Differentiation: The Key to Unlocking the Joy of Torah Study for All Students

Lisa Exler and Bryna Leider

In January, the third grader’s struggles with Chumash became almost unmanageable. He alternated between resting his head on his closed book, doodling in it and making jokes that disrupted his class at Beit Rabban Day School in New York City. When a teacher worked with him one-on-one and asked him to read a pasuk aloud, he responded, “I can’t. I hate Chumash.” Indeed, when he eventually opened his Chumash and started to read, he mispronounced many words. The only time he engaged productively was when he enthusiastically argued his point during discussions about ethical questions in the text.

Fast forward to early June. The aforementioned third grader (we’ll call him Shai) and two of his classmates are working on an activity to reinforce possessive endings. They choose a card from a pile and complete a chart that asks them to copy the word, separate it into the noun and the possessive ending and translate the word. Shai helps his classmates when they have trouble figuring out some of the endings. When asked to reflect on second half of his year in Chumash, Shai says, “I grew a lot! I can read better now, and I can translate better. Next year I want to get better at translating. I used to not like Chumash, but now I do.”

What changed between January and June? Differentiation.

Beit Rabban’s vision in Chumash is that all students will effectively engage with the text in its original language, such that they can understand the text, construct their own interpretation of it, connect emotionally to it and develop a love of Torah study. In January, many students were not achieving this vision. So in the latter part of the year, the Chumash teachers at Beit Rabban Day School participated in The Jewish Education Project’s Tiny School initiative, in which schools test out a future educational vision on a small scale. The project was based, with permission, on 4.0 Schools’ Tiny Fellowship. Only when teachers began to differentiate instruction in Chumash classes, which they learned through the Tiny School initiative, did Beit Rabban begin to achieve its goals in Chumash.

The Program of Professional Development

Allison Cook and Orit Kent posit that changes to text-based instruction, and other educational change work, emerge from progress in three domains: stance (attitudes and beliefs), pedagogical structures and core practices (“Havruta Inspired Pedagogy: Fostering An Ecology of Learning for Closely Studying Texts with Others”). In the context of our initiative, stance was the teachers’ attitudes and beliefs about differentiation. For the professional development to succeed, teachers needed to believe that students would be more successful if Chumash was taught in a differentiated way. Teachers also had to learn the pedagogical structures—how to organize the time and space in the classroom—that allow for differentiation. Finally, teachers needed to be familiar with the core competencies and skills that Chumash learners use and the techniques that help them become increasingly adept.

The second through fifth grade Chumash teachers at Beit Rabban met for three full-day sessions and two half-day sessions over a period of five months. During the first session, teachers identified goals for teaching Chumash. Prior to the Tiny School initiative, Beit Rabban and Mechon Hadar had partnered to create Standards for Fluency in Jewish Text and Practice. Teachers used these benchmarks to determine differentiated goals for classes and students based on where Chumash classes were meeting expectations and where they were not. Teachers chose to focus on the goals of building students’ abilities to engage in close reading, while also maintaining a commitment to engaging with large sections of content.

Instruction 1
Count the lines in the rows below that contain the string "power". Reply with the number alone.
Instruction 2
Carry on the article about differentiated Chumash teaching from the point where it stops.

Stored data
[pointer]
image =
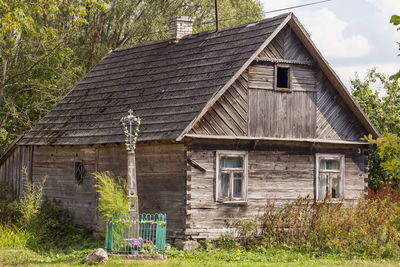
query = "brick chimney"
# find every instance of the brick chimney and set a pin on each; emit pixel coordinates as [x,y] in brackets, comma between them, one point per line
[179,26]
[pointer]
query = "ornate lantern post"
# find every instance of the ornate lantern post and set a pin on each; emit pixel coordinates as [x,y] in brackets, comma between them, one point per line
[131,126]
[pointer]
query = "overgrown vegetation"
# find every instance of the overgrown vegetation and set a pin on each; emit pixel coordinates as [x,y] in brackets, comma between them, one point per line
[112,195]
[370,229]
[36,223]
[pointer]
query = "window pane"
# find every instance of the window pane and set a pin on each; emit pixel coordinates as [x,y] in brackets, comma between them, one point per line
[224,185]
[330,164]
[237,185]
[231,162]
[282,77]
[323,186]
[335,186]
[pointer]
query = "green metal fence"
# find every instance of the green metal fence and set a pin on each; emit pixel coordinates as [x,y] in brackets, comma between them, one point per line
[140,234]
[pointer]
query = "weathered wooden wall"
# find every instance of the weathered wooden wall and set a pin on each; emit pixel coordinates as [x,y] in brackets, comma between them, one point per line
[57,165]
[161,171]
[273,175]
[312,108]
[11,168]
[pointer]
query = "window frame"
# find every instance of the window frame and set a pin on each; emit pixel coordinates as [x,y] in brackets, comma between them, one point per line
[218,173]
[79,172]
[341,171]
[288,66]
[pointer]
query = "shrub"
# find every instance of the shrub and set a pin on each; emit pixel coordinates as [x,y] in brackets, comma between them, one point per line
[371,228]
[112,195]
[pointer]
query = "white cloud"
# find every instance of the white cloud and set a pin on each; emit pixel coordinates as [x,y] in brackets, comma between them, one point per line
[328,32]
[386,7]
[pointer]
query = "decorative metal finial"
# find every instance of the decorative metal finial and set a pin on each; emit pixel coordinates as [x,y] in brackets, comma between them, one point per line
[131,134]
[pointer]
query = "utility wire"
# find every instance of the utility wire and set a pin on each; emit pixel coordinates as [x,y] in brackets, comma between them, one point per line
[293,7]
[243,17]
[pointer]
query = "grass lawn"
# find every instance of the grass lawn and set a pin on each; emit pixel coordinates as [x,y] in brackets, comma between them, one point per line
[215,257]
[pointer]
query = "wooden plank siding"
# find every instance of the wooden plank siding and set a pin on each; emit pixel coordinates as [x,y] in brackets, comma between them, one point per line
[334,118]
[161,171]
[11,169]
[273,175]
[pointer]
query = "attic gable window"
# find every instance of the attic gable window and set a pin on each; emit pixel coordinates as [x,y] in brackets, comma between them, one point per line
[231,176]
[329,176]
[79,171]
[282,77]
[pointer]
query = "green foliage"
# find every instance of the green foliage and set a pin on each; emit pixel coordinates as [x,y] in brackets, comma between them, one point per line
[112,195]
[369,229]
[395,20]
[383,108]
[388,154]
[48,46]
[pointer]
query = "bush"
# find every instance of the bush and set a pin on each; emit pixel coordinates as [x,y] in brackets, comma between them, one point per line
[369,229]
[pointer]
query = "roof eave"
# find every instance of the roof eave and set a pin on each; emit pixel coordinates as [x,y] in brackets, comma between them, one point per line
[332,76]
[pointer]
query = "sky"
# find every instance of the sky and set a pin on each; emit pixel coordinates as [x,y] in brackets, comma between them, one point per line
[354,36]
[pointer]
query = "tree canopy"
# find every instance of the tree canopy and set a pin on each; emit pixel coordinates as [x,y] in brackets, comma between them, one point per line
[46,46]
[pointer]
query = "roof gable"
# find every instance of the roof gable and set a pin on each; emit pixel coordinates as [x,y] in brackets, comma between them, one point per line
[341,119]
[167,85]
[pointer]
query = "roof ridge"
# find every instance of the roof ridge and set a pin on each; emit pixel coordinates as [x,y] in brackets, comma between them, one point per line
[201,33]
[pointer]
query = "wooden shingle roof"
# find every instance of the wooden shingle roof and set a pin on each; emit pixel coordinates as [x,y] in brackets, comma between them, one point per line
[167,85]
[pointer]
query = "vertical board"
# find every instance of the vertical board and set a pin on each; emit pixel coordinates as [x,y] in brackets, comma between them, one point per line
[160,172]
[11,169]
[281,114]
[57,165]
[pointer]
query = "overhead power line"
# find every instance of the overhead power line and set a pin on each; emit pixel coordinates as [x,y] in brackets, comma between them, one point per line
[298,6]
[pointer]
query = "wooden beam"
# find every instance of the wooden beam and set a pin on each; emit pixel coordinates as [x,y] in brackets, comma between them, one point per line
[285,61]
[303,140]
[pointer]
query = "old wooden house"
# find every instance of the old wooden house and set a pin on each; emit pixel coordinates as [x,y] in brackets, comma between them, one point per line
[230,119]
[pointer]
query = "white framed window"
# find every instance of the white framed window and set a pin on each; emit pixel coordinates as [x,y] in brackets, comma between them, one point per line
[283,77]
[329,176]
[231,176]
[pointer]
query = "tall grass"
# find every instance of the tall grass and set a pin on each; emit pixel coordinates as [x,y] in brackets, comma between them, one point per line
[112,195]
[371,228]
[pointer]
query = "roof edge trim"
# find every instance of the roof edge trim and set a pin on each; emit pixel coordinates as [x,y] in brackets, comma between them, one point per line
[220,92]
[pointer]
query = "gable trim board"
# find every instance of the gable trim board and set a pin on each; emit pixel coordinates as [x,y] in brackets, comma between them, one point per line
[298,140]
[315,53]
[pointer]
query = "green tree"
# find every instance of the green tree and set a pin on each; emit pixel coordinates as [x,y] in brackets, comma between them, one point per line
[383,108]
[46,46]
[36,65]
[395,20]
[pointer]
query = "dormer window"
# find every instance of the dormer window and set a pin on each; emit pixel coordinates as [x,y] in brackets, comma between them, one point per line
[282,77]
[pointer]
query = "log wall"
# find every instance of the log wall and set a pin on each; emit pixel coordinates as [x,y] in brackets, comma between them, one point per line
[273,175]
[11,166]
[161,171]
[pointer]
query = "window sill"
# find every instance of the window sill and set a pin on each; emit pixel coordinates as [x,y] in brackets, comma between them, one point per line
[239,202]
[286,90]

Written answer 1
2

Written answer 2
The content of the professional development sessions focused primarily on the domain of structure, followed by core competencies. Structure was particularly important because Chumash classes at Beit Rabban had previously been conducted primarily in whole-class discussion format, in service of a vision of Torah study as a communal enterprise. We found that this structure often encouraged the participation of a few enthusiastic students rather than the engagement of everyone. Professional development sessions therefore featured modeling of different pedagogical structures (described below) and core practices as well as discussion and co-planning. We chose to weave discussions related to stance throughout the learning for teachers. In between sessions, teachers experimented with the new structures and core practices and were observed at least twice. Sessions also included time for teachers to reflect on their experiments, share successes and problem-solve around challenges.

The design of this professional development initiative also took into account the Stanford Center for Opportunity Policy in Education’s directives for the design of effective learning—defined as that which results in changes in teacher practice and gains in student outcomes. By incorporating these recommendations that professional development be ongoing, connected, specific, concrete, collaborative, active and reflective, we ensured that not only were teachers learning, but that they were applying their learning and experimenting with new techniques in their classrooms, resulting in real changes in student learning.

What Did The Changed Classrooms Look Like?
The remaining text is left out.